Nei giorni seguenti, in particolare durante la notte, gli interrogatori e le torture proseguirono. Il 20 gennaio 1945 fui chiamato in presenza del sottotenente Trentanove e di Coradeschi.
Ambedue volevano che gli dicessi chi mi aveva sostituito nel comando della delegazione triveneta, e siccome io ignoravo chi mi avesse sostituito, anche se l’avessi voluto, non avrei mai potuto dirglielo, allora cominciarono a schiaffeggiarmi e farmi saltare per la stanza a suon di schiaffi, così forti che mi sembrava che mi spaccassero le orecchie.
Debbo dire che Coradeschi si comportò da vera bestia feroce. Afferrò un righetto di una porta e lo adoperò finché non me lo spezzò sulla schiena. Poi prese un manico di frusta da carrettiere e, senza guardare dove picchiava, con tutta la forza me l’adoperò addosso.
Ebbi forti contusioni alla schiena, alle braccia e alle gambe e rotto un osso della gamba sinistra. A tutt’oggi ne porto ancora i segni. Dovetti rimanere a letto immobile per parecchi giorni. Per voltarmi mi dovevano aiutare i miei compagni di cella Faccio e ing. Maule di Vicenza.
Nella stessa circostanza mi fu applicata la macchinetta elettrica con tale brutalità che non ebbi precedenti. Coradeschi era una belva, correva per la stanza con il manico della frusta, lo faceva girare nell’aria e poi giù sul mio corpo.
Più volte mi sputò in faccia. Ad ogni costo voleva applicarmi la corrente elettrica al membro virile. Ad ogni modo debbo dire che l’effetto della macchinetta era così doloroso che dopo un po’ che me l’applicavano non capivo quasi più nulla. Per diverso tempo rimanevo come istupidito.
Non riuscivo più a parlare. Ancora oggi soffro di mal di gola e col medesimo sintomo di quando avevo subito l’applicazione della macchinetta elettrica; io attribuisco a lei questo potente mal di gola di cui soffro ora.
Verso i primi di aprile, Mario Carità mi mandò a chiamare e mi disse: “Questa volta non ti picchio, ma voglio che tu risponda a quanto ti chiedo, che non ha nulla in comune con le tue brigate garibaldine o mazziniane che siano”.
E iniziò: “Se non ci foste voi comunisti, il Duce sarebbe già riuscito a sistemare l’Italia e a dare al popolo italiano il benessere sociale che tu dici di volergli dare, ma che non puoi perché sei legato al capitalismo angloamericano.

____

Prosegui la testimonianza sugli interrogatori e sulle torture, partendo dopo l'ultima frase riportata. Le righe vengono da un'altra fonte e non hanno nulla a che fare con il testo.

____

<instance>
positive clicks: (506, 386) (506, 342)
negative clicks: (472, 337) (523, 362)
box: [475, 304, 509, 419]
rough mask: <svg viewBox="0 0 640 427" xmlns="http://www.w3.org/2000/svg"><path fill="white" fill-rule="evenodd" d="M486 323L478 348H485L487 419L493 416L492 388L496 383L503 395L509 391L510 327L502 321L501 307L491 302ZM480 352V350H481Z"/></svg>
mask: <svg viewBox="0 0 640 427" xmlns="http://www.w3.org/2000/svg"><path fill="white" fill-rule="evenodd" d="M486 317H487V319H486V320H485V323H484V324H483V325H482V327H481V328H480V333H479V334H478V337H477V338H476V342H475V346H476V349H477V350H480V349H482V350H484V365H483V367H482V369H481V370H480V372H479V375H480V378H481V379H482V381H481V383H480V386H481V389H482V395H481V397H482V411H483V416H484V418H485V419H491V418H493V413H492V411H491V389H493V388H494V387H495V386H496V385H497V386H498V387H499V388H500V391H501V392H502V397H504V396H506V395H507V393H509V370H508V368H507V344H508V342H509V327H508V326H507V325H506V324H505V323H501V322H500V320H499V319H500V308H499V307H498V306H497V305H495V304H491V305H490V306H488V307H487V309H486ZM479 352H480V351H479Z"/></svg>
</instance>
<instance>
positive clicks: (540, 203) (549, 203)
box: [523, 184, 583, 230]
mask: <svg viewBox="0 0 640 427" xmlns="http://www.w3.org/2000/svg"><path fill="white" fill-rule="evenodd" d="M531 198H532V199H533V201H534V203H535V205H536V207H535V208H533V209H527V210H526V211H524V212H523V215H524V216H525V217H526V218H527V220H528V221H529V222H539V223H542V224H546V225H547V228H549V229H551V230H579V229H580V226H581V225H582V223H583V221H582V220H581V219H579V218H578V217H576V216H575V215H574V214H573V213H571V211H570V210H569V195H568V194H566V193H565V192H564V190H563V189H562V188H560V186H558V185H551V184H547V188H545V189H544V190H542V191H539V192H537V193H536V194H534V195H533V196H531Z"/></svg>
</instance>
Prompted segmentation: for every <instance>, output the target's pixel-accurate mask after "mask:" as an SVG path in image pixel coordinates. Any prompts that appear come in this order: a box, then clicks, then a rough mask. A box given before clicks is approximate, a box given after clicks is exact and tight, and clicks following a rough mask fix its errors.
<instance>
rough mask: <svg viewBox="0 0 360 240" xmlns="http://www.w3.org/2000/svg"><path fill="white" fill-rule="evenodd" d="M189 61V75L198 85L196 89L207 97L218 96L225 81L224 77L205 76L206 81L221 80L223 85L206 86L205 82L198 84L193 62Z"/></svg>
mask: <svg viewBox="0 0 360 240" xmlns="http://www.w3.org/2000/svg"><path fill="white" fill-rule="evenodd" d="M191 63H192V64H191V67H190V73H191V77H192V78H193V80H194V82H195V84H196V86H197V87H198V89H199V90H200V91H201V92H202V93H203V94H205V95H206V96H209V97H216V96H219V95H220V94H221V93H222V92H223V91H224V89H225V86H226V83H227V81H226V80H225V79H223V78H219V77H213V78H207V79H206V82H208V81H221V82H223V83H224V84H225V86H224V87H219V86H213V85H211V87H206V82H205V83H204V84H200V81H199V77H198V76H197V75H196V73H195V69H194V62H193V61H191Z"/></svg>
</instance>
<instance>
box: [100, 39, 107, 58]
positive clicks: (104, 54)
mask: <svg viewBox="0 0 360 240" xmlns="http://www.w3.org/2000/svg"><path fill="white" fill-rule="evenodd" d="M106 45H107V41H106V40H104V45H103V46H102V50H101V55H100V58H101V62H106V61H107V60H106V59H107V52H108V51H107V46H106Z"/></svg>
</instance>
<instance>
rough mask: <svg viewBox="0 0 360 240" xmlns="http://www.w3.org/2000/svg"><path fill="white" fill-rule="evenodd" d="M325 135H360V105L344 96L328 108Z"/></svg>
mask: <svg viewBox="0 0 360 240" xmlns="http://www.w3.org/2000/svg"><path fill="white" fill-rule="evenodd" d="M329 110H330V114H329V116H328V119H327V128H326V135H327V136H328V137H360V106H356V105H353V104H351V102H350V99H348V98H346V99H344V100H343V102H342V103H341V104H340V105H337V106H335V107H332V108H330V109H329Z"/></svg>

____

_Risultato del compito_.
Voi siete diretti dal capitalismo angloamericano e anche se alla fine il Duce fosse sconfitto, il che non avverrà mai, per voi sarà un cadere dalla padella nella brace. E la Russia avrà da pensare alle cose di casa sua. Quindi, slegati da questi inceppi, dimmi quel che non hai voluto dire agli ufficiali tedeschi: sei disposto a trattare?”.
“Trattare di che?”. Replicai io. “Ma sì, tu alla fin fine, e poi anche gli altri compagni del tuo partito avete una fede, credete in qualcosa di bello. Io l’ho con quei pretacci porci, con quelli del partito d’azione, tutti avventurieri.
Con voi si può parlare ed è per questo che ti ho mandato a chiamare, ma di loro non voglio neanche sentir parlare. Io vorrei liberarti, ma devi metterti in una posizione che possa farlo. Guardami bene in faccia. Parola d’onore vorrei liberarti”.
Io risposi pressappoco: “Ripeto a lei quello che ho detto agli ufficiali tedeschi: liberandomi non fareste che un vostro dovere perché mi avete arbitrariamente arrestato, commettendo una violenza anche sul terreno giuridico.
Il governo d’Italia è quello rappresentato da Badoglio e non quello di Salò. Io riconosco quello e non voi. Dirmi di trattare? Ma io sono ormai un semplice vostro prigioniero, senza autorità alcuna. Dopo il mio arresto altri mi avranno sostituito.
Io non so, ma lo spero e ci credo, che mi avranno sostituito. In quanto al rispetto riservato a me e ai miei compagni di partito ho constatato a mie spese che cosa significa e come lo concretizzate: con sadismo e barbarie indegne di esseri umani”.
“Taci che ti mangio la gola” urlò Carità. “Non lo faccia, farebbe un’indigestione”. Risposi, con voce ferma. E lui: “Non è forse vero che ho rotto le costole al prete di Nove di Vicenza, e al prof. Apolloni dell’istituto Barbarigo di Padova?”.
“Ma questo non fa che dimostrare che voi godete nel torturare e nel seviziare le persone che sanno tenere alto il proprio ideale. In questa lotta contro di voi siamo uniti, comunisti, socialisti, liberali, democristiani, repubblicani e monarchici; e noi comunisti abbiamo sempre lottato per raggiungere questa unità che è condizione della nostra vittoria e cerchiamo di mantenerla più stretta che mai.
Non accetterò mai condizioni di discriminazione. I preti, ai quali lei si vanta di avere rotto le costole sono, ora, miei compagni di lotta e verso di loro va tutta la mia solidarietà, anche se si può manifestare in ben poca cosa, e il mio rammarico per il trattamento al quale furono sottoposti”. Carità mi mandò via.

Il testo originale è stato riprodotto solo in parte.